• Task description: Exclude pictures; retype the lines below from the line containing "Each instance of the construction" through the end of the records, both ends kept.

[Records from a dataset]
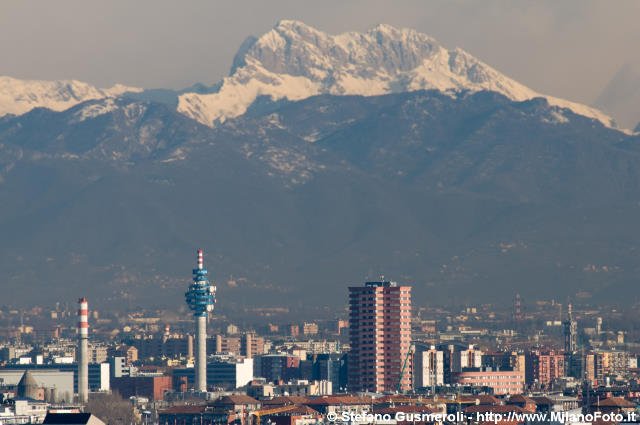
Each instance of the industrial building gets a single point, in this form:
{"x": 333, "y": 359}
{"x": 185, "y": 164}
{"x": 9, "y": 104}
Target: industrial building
{"x": 222, "y": 371}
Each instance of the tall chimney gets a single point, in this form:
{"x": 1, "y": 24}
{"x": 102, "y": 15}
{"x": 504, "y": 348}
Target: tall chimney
{"x": 83, "y": 345}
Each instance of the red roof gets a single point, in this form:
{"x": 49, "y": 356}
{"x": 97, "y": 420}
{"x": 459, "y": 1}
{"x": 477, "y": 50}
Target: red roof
{"x": 519, "y": 398}
{"x": 406, "y": 409}
{"x": 613, "y": 402}
{"x": 285, "y": 401}
{"x": 495, "y": 409}
{"x": 236, "y": 399}
{"x": 337, "y": 400}
{"x": 177, "y": 410}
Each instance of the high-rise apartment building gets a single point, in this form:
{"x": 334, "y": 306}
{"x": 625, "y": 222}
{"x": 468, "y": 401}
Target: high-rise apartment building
{"x": 380, "y": 336}
{"x": 570, "y": 333}
{"x": 428, "y": 366}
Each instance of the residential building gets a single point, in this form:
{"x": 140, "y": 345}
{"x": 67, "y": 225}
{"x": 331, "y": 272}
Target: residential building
{"x": 380, "y": 336}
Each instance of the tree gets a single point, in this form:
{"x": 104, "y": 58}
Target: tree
{"x": 112, "y": 409}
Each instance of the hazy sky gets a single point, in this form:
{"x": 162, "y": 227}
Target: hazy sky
{"x": 568, "y": 48}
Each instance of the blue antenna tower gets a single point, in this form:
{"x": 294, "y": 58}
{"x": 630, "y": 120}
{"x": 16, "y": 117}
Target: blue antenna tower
{"x": 200, "y": 298}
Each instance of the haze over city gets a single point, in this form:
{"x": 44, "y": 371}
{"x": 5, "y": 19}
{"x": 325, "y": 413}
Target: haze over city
{"x": 341, "y": 213}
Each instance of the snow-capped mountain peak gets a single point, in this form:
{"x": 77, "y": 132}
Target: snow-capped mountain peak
{"x": 20, "y": 96}
{"x": 294, "y": 61}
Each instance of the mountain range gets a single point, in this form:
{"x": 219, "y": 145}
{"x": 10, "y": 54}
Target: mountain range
{"x": 321, "y": 161}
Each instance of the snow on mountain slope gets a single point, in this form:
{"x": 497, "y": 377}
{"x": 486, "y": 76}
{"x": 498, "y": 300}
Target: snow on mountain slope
{"x": 294, "y": 61}
{"x": 20, "y": 96}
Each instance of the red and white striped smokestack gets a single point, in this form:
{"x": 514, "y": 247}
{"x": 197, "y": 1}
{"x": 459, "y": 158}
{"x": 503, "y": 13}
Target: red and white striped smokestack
{"x": 200, "y": 260}
{"x": 83, "y": 355}
{"x": 83, "y": 318}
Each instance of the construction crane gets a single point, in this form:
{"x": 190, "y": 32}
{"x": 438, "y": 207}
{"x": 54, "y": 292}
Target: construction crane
{"x": 404, "y": 366}
{"x": 259, "y": 413}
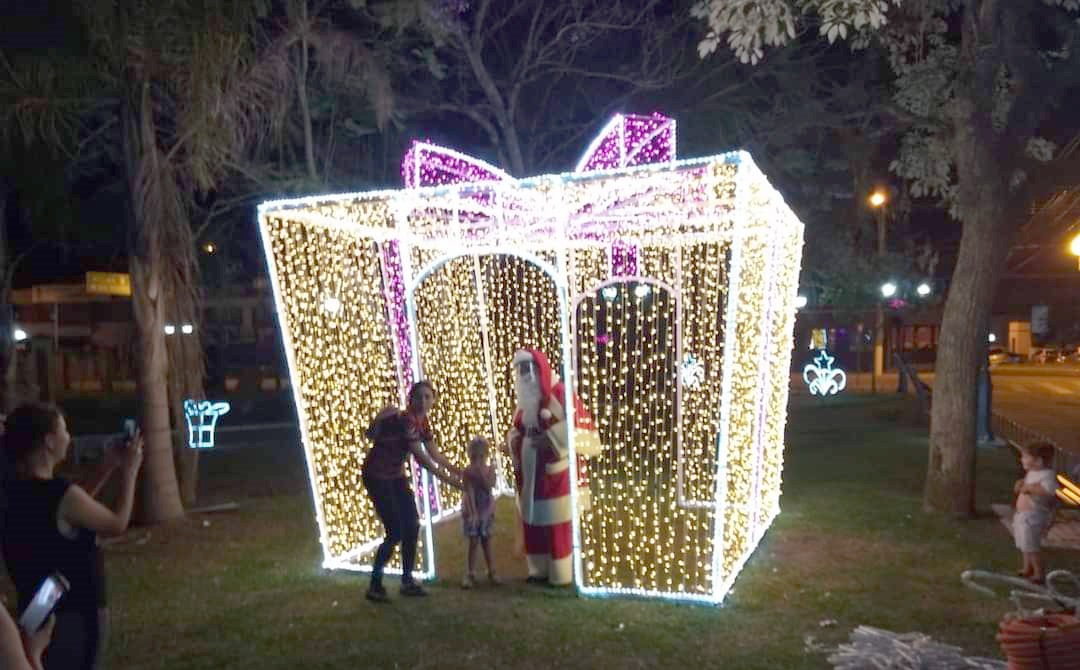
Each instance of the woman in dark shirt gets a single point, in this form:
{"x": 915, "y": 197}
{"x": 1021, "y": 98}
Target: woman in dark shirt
{"x": 51, "y": 525}
{"x": 396, "y": 434}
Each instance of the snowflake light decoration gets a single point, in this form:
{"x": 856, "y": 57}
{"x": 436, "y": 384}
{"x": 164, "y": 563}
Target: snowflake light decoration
{"x": 822, "y": 378}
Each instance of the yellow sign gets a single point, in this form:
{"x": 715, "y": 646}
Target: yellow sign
{"x": 109, "y": 283}
{"x": 1069, "y": 491}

• In response:
Each instance of the construction crane gets a single point, in this form:
{"x": 190, "y": 32}
{"x": 438, "y": 207}
{"x": 54, "y": 292}
Target: construction crane
{"x": 404, "y": 366}
{"x": 259, "y": 413}
Each instance of the woman in dark shirt gets a single point, in this form:
{"x": 915, "y": 197}
{"x": 1021, "y": 98}
Target: woman in dark shirt
{"x": 51, "y": 525}
{"x": 396, "y": 434}
Each instance of the snowflake light decoration gets a single point, in this form:
{"x": 856, "y": 57}
{"x": 436, "y": 384}
{"x": 164, "y": 563}
Target: snowflake light decoration
{"x": 822, "y": 378}
Each instance of the yellow sign gets a single point, in this form:
{"x": 715, "y": 646}
Target: yellow sign
{"x": 109, "y": 283}
{"x": 1069, "y": 491}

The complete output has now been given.